EXCERPT TO READ
━━━━
What is “normal” is person specific. The only times for me were when wife wasnt available. Ill or recovering from childbirth or I was away on business trip. 

You mentioned ED. Is that what he has? Has your high drive gotten him afraid he cant keep with you?


----------



## babydean78 (4 mo ago)

He does have ED and he takes stuff to help and yes he has said he is worried about that, and that I wear him out. I have been very understanding about it all I've backed off let him be the one that initial having sex but it seems like he just isn't interested and if I come on to him he says I'm tired.


----------



## Rus47 (Apr 1, 2021)

SCDad01 said:


> Sex three times a day? Do neither of you work?


It doesnt have to take hours out of a person’s day. Maybe 15-45 minutes per encounter? A quicky can be 5 minutes. So at most, 2-3 three hours out of a day. Lotta people watch the damned tube more time than that!


----------



## Rus47 (Apr 1, 2021)

babydean78 said:


> He does have ED and he takes stuff to help and yes he has said he is worried about that, and that I wear him out. I have been very understanding about it all I've backed off let him be the one that initial having sex but it seems like he just isn't interested and if I come on to him he says I'm tired.


This is going to seem crazy, but doing himself he only has himself to please. Doing you he has to perform. I don’t buy him being toi tired cuz if he was then he wouldn’t be doing himself. The need to perform is causing some anxiety imo.

Would he let you take total control? Would you be willing to do that? Tell him to just relax and enjoy. What would happen if you undressed him, worked to arouse him, and took the superior position?

BTW, him not wanting you to do him while is driving is understandable. I drew line on that when wife n I dating, was afraid of having a wreck. There was a “joke” about that back in the day


----------



## babydean78 (4 mo ago)

He has let me take control but I could feel his body tense and almost like he was embarrassed and I was very soft and loving and made it all about him and he just looked away and said I can't meaning he couldn't get an erection, it was really hard not to think it was me but after just laying on his chest he became aroused. I'm just trying to understand all this and ED and do feel bad because I have a high freaky sex drive


----------



## Rus47 (Apr 1, 2021)

He maybe doesn't know how to handle an enthusiastic female. Do you know his history before you? Are you GF/BF or married? 

My only partner ever is ny wife. And she responds but has never been aggressive sexually. I can imagine that might be a little scary to an inexperienced.

Like someone else wrote, many men think an aggressive woman would be heavenly, if they actually encountered one they wouldn’t know how to handle it.

Before he moved in with you, he controlled when an how often he had to perform. Now he moved in and he is maybe wondering “how many times is she expecting it today?” So performance anxiety ED. If he is under forty he shouldn't be needing ED meds.

BTW, a lot of men have refractory times as long as 24 hours. So for them PIV 3 times a day is a physical impossibility. Now if you are ok with oral and toys, he should have no problem either.


----------



## babydean78 (4 mo ago)
━━━━
DATASET RECORDS
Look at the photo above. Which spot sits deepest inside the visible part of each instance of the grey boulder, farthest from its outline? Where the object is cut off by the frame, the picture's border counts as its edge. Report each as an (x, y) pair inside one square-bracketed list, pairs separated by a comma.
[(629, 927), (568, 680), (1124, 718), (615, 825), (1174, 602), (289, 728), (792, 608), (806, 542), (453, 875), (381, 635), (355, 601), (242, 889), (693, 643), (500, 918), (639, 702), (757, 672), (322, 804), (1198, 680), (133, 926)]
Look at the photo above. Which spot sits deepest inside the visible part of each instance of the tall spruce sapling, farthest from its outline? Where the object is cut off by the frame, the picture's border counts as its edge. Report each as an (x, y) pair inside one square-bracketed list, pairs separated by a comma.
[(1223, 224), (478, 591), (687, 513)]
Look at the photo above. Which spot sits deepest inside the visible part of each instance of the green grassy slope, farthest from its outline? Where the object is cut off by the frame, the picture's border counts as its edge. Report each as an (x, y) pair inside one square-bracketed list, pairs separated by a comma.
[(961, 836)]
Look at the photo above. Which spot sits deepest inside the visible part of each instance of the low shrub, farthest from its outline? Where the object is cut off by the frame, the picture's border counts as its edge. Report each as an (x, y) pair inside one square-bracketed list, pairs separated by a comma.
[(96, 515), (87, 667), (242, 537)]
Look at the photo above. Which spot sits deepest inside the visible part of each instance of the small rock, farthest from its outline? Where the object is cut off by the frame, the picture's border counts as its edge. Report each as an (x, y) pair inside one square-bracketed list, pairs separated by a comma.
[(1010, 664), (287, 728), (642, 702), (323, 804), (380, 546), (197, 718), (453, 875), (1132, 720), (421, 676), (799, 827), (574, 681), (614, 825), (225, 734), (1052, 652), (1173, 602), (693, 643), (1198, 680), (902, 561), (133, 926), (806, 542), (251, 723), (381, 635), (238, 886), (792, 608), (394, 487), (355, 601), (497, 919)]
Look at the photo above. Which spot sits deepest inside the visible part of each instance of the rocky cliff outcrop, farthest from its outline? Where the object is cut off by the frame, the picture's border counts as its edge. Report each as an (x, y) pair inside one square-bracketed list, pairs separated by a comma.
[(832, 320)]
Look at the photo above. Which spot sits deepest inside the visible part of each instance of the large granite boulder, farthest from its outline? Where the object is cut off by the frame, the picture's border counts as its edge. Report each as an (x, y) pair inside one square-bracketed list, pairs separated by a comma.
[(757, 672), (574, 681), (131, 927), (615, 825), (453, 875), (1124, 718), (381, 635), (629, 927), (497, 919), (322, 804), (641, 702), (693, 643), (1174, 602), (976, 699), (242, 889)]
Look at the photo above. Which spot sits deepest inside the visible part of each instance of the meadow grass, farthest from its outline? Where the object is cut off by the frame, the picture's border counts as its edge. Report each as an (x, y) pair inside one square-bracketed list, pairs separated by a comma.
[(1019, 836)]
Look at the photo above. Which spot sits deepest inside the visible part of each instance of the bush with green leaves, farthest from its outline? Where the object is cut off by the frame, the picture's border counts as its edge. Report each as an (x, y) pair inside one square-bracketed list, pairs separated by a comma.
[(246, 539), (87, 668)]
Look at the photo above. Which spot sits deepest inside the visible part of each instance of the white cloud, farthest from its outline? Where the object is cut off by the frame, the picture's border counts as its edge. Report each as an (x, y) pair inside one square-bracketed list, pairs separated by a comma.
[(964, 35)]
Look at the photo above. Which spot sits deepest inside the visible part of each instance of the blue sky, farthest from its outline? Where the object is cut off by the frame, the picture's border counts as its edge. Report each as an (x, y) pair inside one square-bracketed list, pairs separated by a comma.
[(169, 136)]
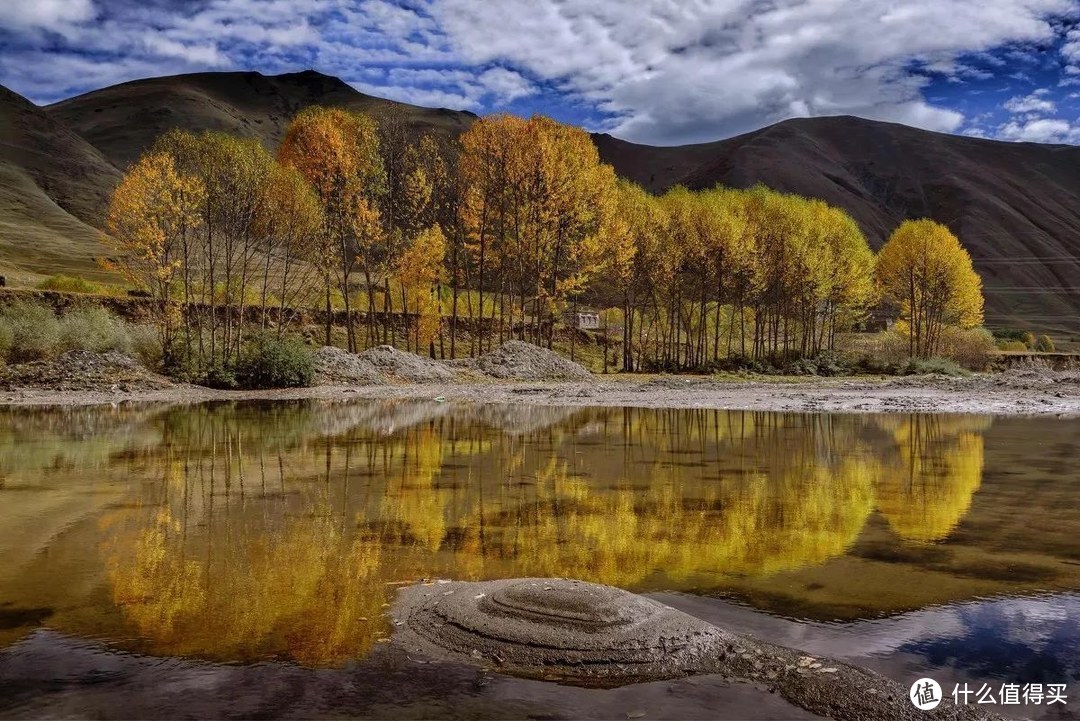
━━━━
PROBLEM 1
In the forum thread, rewrite the paragraph beginning "Before he moved in with you" more briefly, keeping its main points.
PROBLEM 2
In the forum thread, how long does Rus47 say refractory times can last for a lot of men?
PROBLEM 3
Continue the forum thread from where it stops.

RESPONSE AREA 1
Before moving in, he decided when and how often he had to perform. Now he may be wondering how many times she expects sex each day, which could cause ED from performance anxiety. If he is under forty, he shouldn't need ED medication.

RESPONSE AREA 2
As long as 24 hours.

RESPONSE AREA 3
He just got divorced about a year ago and he said it was very basically and then was not at all he dated a girl before and he said the sex was good but he had to take his him pills. He doesn't always have to take them with me that's why I get worried its me,I'm trying to be very supportive. I'm open to toys he isn't sure never been with anyone who used one and he is awesome at oral and I love returning the favor in fact I'm ok with just giving him a bj and falling asleep together but he said after he started having issues in his marriage and ed and the pulls he can't ejaculate from a bj which is a blow to my ego , and I know selfish of me to think that but I'm still a loss


----------



## Rus47 (Apr 1, 2021)

babydean78 said:


> He just got divorced about a year ago and he said it was very basically and then was not at all he dated a girl before and he said the sex was good but he had to take his him pills. He doesn't always have to take them with me that's why I get worried its me,I'm trying to be very supportive. I'm open to toys he isn't sure never been with anyone who used one and he is awesome at oral and I love returning the favor in fact I'm ok with just giving him a bj and falling asleep together but he said after he started having issues in his marriage and ed and the pulls he can't ejaculate from a bj which is a blow to my ego , and I know selfish of me to think that but I'm still a loss


Ok, so his needing pills isnt you. He needed them before you. So you going to have to train him about toys. If he good at going down on you, seems all is good. He can satisfy you when he isnt ready for penetration. Just mix things up. Sounds like you can teach him a thing or three.

How about just going with the flow and stop stressing about how every little thing is him not into you anymore. If you are less anxious, he will be less anxious.


----------



## DamianDamian (Aug 14, 2019)

Because almost EVERYONE masturbates. It's normal and natural and it's HIS OWN BODY. If you're going to start dictating to him what he can and cannot do BY HIMSELF with HIS OWN BODY then get ready for a divorce because that's abuse.
Most abuse stems from insecurity or shame.
You seem like incredibly hard work. Your insecurity is YOUR problem, try not to make it his.


----------



## babydean78 (4 mo ago)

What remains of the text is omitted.